*** Supplied entries ***

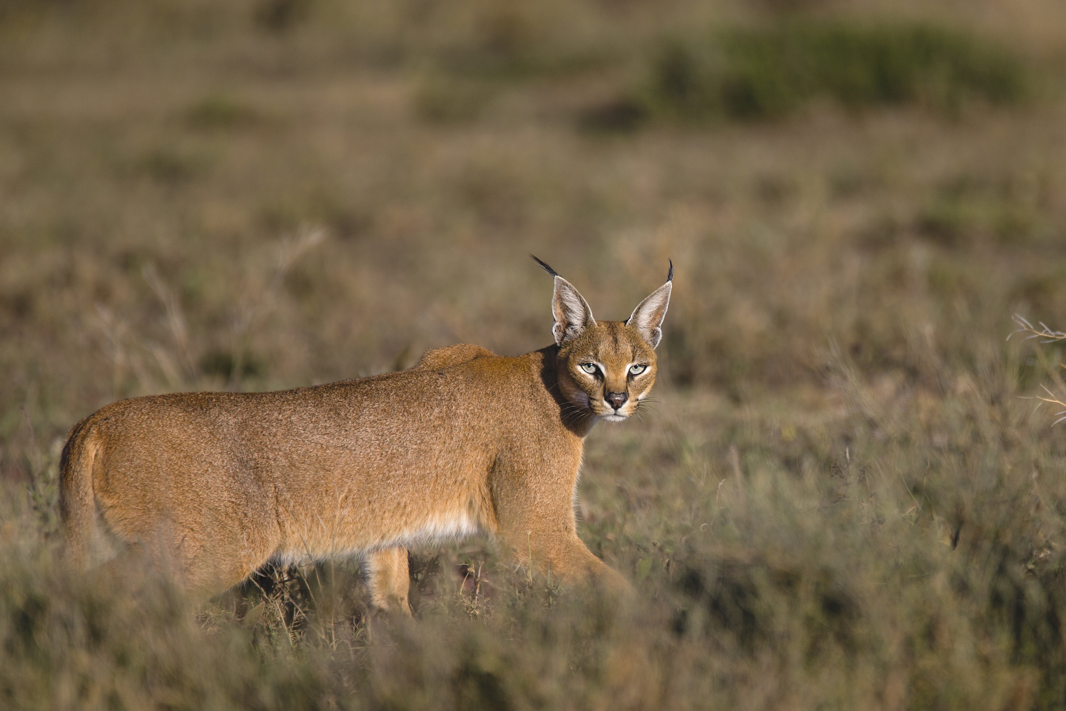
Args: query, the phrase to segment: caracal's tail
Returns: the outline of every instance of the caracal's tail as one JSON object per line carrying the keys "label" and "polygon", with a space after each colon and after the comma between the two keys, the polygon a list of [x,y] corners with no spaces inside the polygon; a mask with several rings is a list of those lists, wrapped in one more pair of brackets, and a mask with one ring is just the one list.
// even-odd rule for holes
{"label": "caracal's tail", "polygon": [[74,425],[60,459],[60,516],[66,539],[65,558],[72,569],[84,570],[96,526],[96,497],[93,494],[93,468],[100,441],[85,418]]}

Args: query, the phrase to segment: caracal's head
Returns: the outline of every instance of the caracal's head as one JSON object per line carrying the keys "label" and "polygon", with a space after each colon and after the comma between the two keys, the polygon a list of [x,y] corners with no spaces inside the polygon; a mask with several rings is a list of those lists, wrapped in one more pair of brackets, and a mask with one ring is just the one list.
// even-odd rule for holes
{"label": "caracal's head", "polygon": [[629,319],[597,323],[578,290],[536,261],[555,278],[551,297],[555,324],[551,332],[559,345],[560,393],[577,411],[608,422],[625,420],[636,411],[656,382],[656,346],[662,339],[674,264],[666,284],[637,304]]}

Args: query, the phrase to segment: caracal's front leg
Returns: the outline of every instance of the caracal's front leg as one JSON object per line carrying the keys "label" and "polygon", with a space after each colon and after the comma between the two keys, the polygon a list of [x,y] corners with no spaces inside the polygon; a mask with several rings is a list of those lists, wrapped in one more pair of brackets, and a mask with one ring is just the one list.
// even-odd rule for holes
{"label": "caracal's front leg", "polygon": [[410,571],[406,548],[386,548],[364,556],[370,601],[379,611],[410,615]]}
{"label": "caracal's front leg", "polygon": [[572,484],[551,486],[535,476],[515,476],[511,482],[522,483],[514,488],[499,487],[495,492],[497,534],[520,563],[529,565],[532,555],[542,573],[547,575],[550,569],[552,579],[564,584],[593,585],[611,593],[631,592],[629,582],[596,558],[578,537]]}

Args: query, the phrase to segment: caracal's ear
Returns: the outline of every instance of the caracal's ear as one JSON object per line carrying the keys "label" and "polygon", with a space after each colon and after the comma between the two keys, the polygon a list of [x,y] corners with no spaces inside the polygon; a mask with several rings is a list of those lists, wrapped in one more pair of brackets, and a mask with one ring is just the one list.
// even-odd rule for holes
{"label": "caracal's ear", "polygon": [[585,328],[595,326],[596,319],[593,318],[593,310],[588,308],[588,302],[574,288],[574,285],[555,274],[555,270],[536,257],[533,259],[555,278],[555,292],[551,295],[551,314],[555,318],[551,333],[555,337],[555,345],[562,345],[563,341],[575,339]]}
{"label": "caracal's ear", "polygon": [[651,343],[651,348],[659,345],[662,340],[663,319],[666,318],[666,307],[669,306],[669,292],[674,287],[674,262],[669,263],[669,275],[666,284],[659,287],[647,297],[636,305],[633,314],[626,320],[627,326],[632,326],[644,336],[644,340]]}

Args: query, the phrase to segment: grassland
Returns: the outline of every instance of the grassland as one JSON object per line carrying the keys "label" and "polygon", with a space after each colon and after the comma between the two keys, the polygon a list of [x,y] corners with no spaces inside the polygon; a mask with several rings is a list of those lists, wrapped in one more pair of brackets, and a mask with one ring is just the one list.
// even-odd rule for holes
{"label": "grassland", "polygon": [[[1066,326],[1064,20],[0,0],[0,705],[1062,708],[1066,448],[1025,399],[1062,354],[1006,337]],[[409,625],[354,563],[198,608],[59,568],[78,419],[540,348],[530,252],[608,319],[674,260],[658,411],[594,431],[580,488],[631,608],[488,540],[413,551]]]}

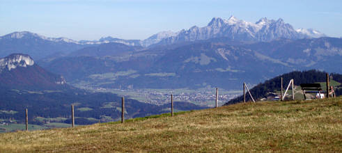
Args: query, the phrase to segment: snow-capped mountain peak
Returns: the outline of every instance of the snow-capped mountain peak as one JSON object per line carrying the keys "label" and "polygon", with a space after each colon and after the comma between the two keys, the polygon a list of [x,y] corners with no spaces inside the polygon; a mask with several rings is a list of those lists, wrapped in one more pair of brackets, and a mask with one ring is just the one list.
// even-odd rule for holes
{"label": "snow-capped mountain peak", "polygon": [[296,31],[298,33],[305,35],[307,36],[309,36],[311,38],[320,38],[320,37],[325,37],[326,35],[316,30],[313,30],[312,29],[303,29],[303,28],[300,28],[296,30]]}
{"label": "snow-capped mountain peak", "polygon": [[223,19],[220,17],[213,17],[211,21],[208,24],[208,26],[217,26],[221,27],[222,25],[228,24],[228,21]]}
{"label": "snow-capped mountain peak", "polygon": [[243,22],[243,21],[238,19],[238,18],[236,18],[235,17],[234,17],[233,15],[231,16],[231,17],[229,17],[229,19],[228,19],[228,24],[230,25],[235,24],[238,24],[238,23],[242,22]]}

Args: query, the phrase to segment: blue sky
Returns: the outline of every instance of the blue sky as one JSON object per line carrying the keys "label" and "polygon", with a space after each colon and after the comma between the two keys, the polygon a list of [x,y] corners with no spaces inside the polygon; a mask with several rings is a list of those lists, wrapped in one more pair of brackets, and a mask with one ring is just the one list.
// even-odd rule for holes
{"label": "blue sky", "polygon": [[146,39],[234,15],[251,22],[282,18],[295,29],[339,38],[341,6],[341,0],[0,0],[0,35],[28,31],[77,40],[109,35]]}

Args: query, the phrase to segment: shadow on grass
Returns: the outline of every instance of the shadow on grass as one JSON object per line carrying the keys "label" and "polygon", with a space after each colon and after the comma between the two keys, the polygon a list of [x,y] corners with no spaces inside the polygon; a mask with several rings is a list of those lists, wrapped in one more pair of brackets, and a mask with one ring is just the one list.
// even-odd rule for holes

***

■ **Exercise instructions**
Each entry must be retyped word for word, with every image omitted.

■ **Expected answer**
Args: query, the phrase to segment: caracal's tail
Returns: the outline of every instance of the caracal's tail as one JSON object per line carrying the keys "label" and "polygon", with a space after each colon and after the comma between the two keys, the polygon a list of [x,y] corners with no spaces inside the polygon; a mask with several rings is a list of those lists, wrapped in one more pair of brackets, and a mask with one ring is just the one list.
// even-odd rule for holes
{"label": "caracal's tail", "polygon": [[74,425],[60,459],[60,516],[66,539],[65,558],[72,569],[84,570],[96,526],[96,497],[93,494],[93,468],[100,441],[85,418]]}

Args: query, the phrase to segment: caracal's head
Returns: the outline of every instance of the caracal's head as one JSON object per line carrying the keys "label" and "polygon", with a space after each colon and after the comma between the two keys, the polygon a list of [x,y] corners with no spaces inside the polygon; a mask with several rings is a list of those lists, wrapped in one more pair of brackets, and a mask with one ring is just the one list.
// even-odd rule for holes
{"label": "caracal's head", "polygon": [[629,319],[597,323],[578,290],[536,261],[555,278],[551,297],[555,324],[551,332],[559,345],[560,393],[577,411],[608,422],[625,420],[636,411],[656,382],[656,346],[662,339],[674,264],[666,284],[637,304]]}

Args: query, the phrase to segment: caracal's front leg
Returns: the outline of every instance of the caracal's front leg as one JSON object per line carrying the keys "label" and "polygon", with a space after each colon and after the comma between the two keys, the polygon a list of [x,y] corners with no spaces inside the polygon; a mask with several rings is a list of those lists, wrapped in one more pair of brackets, and a mask with one ring is just the one list.
// even-odd rule for holes
{"label": "caracal's front leg", "polygon": [[410,571],[406,548],[386,548],[364,556],[370,601],[379,611],[410,615]]}
{"label": "caracal's front leg", "polygon": [[572,484],[551,486],[535,476],[515,476],[511,482],[522,483],[514,488],[499,487],[495,492],[497,534],[520,563],[529,565],[532,555],[542,573],[547,575],[550,569],[552,579],[564,584],[593,585],[611,593],[631,592],[629,582],[596,558],[578,537]]}

Args: query, the phrase to segment: caracal's ear
Returns: the outline of every instance of the caracal's ear as one JSON object per line carrying the keys "label" and "polygon", with a space after each colon and after the comma between the two keys, the polygon a list of [x,y] corners with no spaces inside the polygon; a mask with several rings is a list of those lists, wrapped in one more pair of brackets, and a mask with one ring is just the one list.
// even-odd rule for holes
{"label": "caracal's ear", "polygon": [[585,328],[595,326],[596,319],[593,318],[593,310],[588,308],[588,302],[574,288],[574,285],[555,274],[555,270],[536,257],[533,259],[555,278],[555,292],[551,295],[551,314],[555,318],[551,333],[555,337],[555,345],[562,345],[563,341],[575,339]]}
{"label": "caracal's ear", "polygon": [[651,343],[651,348],[659,345],[662,340],[663,319],[666,318],[666,307],[669,306],[669,292],[674,287],[674,262],[669,263],[669,275],[666,284],[659,287],[647,297],[636,305],[633,314],[626,320],[627,326],[632,326],[644,336],[644,340]]}

Args: query, the phrase to segment: grassland
Returns: the outline of every instance of the grassland as one JSON object per line carrying the keys "label" and "polygon", with a space after each colon and after the comma between the two keys, the polygon a list of [x,y] corners with no spaces inside the polygon; a mask with several rings is a list of those lists, wrapped in one more pair of brackets, and a mask with one ring is just the one list.
// even-odd rule for holes
{"label": "grassland", "polygon": [[[1066,326],[1064,20],[0,0],[0,705],[1062,708],[1066,448],[1025,399],[1062,354],[1006,337]],[[409,625],[354,563],[198,608],[59,568],[78,419],[540,348],[530,252],[608,319],[674,260],[658,411],[594,431],[580,488],[631,608],[488,540],[413,551]]]}

Args: query, the phrase to segment: snow-capped mountain peak
Returns: the outline of every instance of the snow-capped mountain peak as one JSON object per line carrying the keys "label" and "polygon", with a space after each colon and after the comma between the two keys, the polygon a list of [x,y] corners with no spaces inside the polygon; a mask with several rings is a list of those lists, wrapped in one more pair of brackets, and a mask with one ring is just the one list.
// even-odd rule for holes
{"label": "snow-capped mountain peak", "polygon": [[296,31],[298,33],[305,35],[307,36],[309,36],[311,38],[320,38],[320,37],[325,37],[326,35],[316,30],[313,30],[312,29],[303,29],[303,28],[300,28],[296,30]]}
{"label": "snow-capped mountain peak", "polygon": [[223,19],[220,17],[213,17],[211,21],[208,24],[208,26],[217,26],[221,27],[222,25],[228,24],[228,21]]}
{"label": "snow-capped mountain peak", "polygon": [[243,22],[243,21],[238,19],[238,18],[236,18],[235,17],[234,17],[233,15],[231,16],[231,17],[229,17],[229,19],[228,19],[228,24],[230,25],[235,24],[238,24],[238,23],[242,22]]}

Args: query, the phrase to segment: blue sky
Returns: the outline of every instance of the blue sky as one JSON object per line carrying the keys "label" and "polygon", with a space after each colon and after the comma between the two keys, the polygon a list of [x,y] corners with no spaces inside the polygon; a mask with several rings is a list of those lists, wrapped in one more pair of brackets, and a mask with one ring is just the one list.
// even-odd rule for holes
{"label": "blue sky", "polygon": [[146,39],[234,15],[251,22],[282,18],[295,29],[339,38],[341,6],[341,0],[0,0],[0,35],[28,31],[77,40],[109,35]]}

Args: query, the phrase to segment: shadow on grass
Returns: the outline of every instance of the shadow on grass as one JSON object per line carrying the keys "label" and "polygon", with a space after each colon and after the comma between the two keys, the polygon a list of [x,y] corners with no spaces inside the polygon; a mask with several rings is a list of those lists, wrapped in one more pair of brackets, and a mask with one ring is just the one list.
// even-odd rule for holes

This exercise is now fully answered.